───── 本文抜粋 ─────

連載 選択的夫婦別姓③ 何が困るのか

第3回 何が困るのか

福沢恵子(「別姓訴訟を支える会」代表)

この連載の初回で「日本の結婚は『出口』である離婚時には婚姻時の姓か旧姓かの選択が可能だが、『入口』である結婚では夫婦同姓を強制され、法律婚(=婚姻届けを提出すること)をした場合は夫婦のいずれかが生来の名前を失う」ということを述べた。このため、別姓での結婚を望むカップルは法律婚を諦めて「事実婚」を選択するか、婚姻届けを提出して夫婦のいずれかが改姓し、改姓した者はこれまで名乗ってきた名前を「通称」として使用するという選択を余儀なくされている。

しかし、事実婚・通称使用いずれもが日常生活ではさまざまな不便、不具合に遭遇することになる。

事実婚では配偶者控除など税法上の利益を受けることができない。また、住宅購入の際にペアローンが組めなかったり、生命保険の受け取り人になれないこともある(これは金融機関や保険会社によって対応が異なる)。さらには、法律婚をしていないことで医療的な同意ができないなどの社会的な偏見に遭う可能性も少なくない。

一方、通称使用の場合、戸籍名と通称の使い分けが非常に煩雑である。現在では運転免許証や住民票などに旧姓併記も可能となったが、これはあくまでも「併記」されるだけであり、実際に個人の「本人確認」として使われるのは改姓後の戸籍名である。このため、職業的・社会的に認識されている氏名と法的に存在する氏名が異なることになり、混乱を招くことも多い。

また、職場で通称使用が認められるかどうかは職業や企業によって対応が異なる。弁護士や税理士、医師などは現場での通称使用が可能になったが、それでも法的な効力を持つ書類への署名の際は戸籍名が原則だ。教員の場合は学校毎に対応が異なるが、A校では通称使用が可能でも次の勤務先のB校では戸籍名使用を強要される可能性もある。これは一般企業においても同様で、通称使用者は転職するたびに「ここでは通称が使えるのか?」と薄氷を踏む思いをさせられているのだ。

───── 提供データ ─────

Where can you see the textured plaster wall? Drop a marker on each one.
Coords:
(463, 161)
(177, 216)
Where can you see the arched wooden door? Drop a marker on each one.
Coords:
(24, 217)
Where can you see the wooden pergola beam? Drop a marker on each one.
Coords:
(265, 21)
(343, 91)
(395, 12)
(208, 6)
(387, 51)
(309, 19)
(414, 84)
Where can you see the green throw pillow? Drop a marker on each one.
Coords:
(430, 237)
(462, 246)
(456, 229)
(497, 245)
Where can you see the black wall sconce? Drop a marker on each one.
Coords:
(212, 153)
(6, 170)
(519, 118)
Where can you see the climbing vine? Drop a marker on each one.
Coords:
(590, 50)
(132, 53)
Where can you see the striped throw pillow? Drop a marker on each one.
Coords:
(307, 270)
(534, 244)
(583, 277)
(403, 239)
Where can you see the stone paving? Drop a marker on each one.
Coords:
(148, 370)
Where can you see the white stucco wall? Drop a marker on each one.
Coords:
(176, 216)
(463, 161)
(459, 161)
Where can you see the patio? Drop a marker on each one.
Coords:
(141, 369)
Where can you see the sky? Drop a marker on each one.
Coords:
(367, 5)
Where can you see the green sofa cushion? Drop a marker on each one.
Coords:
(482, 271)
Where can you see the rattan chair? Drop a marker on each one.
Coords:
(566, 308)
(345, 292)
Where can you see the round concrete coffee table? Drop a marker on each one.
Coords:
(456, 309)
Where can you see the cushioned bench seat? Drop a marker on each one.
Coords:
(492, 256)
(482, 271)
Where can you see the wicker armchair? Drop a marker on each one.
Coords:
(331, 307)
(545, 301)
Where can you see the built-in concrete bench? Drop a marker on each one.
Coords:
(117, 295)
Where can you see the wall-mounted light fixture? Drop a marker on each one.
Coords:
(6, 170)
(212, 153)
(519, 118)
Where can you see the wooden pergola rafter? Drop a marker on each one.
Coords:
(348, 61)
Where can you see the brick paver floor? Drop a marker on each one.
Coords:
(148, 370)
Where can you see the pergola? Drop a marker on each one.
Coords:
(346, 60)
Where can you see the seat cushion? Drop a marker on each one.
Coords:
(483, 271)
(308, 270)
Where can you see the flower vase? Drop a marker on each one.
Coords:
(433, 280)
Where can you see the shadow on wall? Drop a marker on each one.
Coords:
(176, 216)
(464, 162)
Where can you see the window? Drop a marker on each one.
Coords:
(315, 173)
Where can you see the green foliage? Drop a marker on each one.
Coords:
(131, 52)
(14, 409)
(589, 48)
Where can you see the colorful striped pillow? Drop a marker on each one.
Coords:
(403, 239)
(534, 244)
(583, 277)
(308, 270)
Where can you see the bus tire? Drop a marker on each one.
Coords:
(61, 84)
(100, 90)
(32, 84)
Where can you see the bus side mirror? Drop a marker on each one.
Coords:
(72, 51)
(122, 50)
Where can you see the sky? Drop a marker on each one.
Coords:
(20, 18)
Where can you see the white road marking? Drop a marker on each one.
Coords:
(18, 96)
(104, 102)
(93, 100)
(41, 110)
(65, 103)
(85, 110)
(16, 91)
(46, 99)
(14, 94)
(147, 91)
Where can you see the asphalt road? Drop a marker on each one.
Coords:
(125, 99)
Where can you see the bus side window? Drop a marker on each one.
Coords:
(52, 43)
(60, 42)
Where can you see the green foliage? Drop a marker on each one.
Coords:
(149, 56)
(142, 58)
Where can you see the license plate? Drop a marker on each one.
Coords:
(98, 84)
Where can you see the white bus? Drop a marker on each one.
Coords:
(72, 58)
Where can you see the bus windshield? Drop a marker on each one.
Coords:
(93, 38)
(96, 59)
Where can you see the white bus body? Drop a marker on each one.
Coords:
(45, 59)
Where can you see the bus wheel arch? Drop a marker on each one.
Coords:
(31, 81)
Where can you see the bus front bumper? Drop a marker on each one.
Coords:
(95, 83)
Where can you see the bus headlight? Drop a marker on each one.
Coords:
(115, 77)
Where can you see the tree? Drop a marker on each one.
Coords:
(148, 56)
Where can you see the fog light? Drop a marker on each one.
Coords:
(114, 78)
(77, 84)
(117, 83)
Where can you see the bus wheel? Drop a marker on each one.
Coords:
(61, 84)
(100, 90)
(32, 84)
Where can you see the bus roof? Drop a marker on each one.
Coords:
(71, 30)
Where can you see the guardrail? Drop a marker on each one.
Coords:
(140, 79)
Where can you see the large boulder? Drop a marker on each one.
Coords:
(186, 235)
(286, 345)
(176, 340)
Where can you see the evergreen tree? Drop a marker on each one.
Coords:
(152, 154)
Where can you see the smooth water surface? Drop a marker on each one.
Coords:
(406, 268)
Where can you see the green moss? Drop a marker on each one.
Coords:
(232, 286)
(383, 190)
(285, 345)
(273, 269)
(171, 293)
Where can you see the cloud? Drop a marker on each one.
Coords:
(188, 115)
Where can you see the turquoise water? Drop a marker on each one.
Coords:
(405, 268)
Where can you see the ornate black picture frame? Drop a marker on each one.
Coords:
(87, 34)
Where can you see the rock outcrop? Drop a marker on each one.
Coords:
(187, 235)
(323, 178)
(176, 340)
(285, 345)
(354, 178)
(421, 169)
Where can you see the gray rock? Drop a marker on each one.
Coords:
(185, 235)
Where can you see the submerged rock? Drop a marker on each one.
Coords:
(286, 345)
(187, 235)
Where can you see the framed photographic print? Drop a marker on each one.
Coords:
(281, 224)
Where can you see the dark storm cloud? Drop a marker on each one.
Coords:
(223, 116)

─────

選択的夫婦別姓を扱った本文抜粋を2文で要約してください。 このデータは本文抜粋とは別の出典から取られたものです。

日本では結婚時に夫婦同姓が強制されるため、別姓を望むカップルは事実婚を選ぶか、婚姻届けを提出して改姓した側がそれまでの名前を通称として使うかの選択を余儀なくされている。事実婚では配偶者控除など税法上の利益を受けられないといった不便があり、通称使用では戸籍名との使い分けが煩雑なうえ、職場で通称が認められるかどうかも職業や企業によって異なる。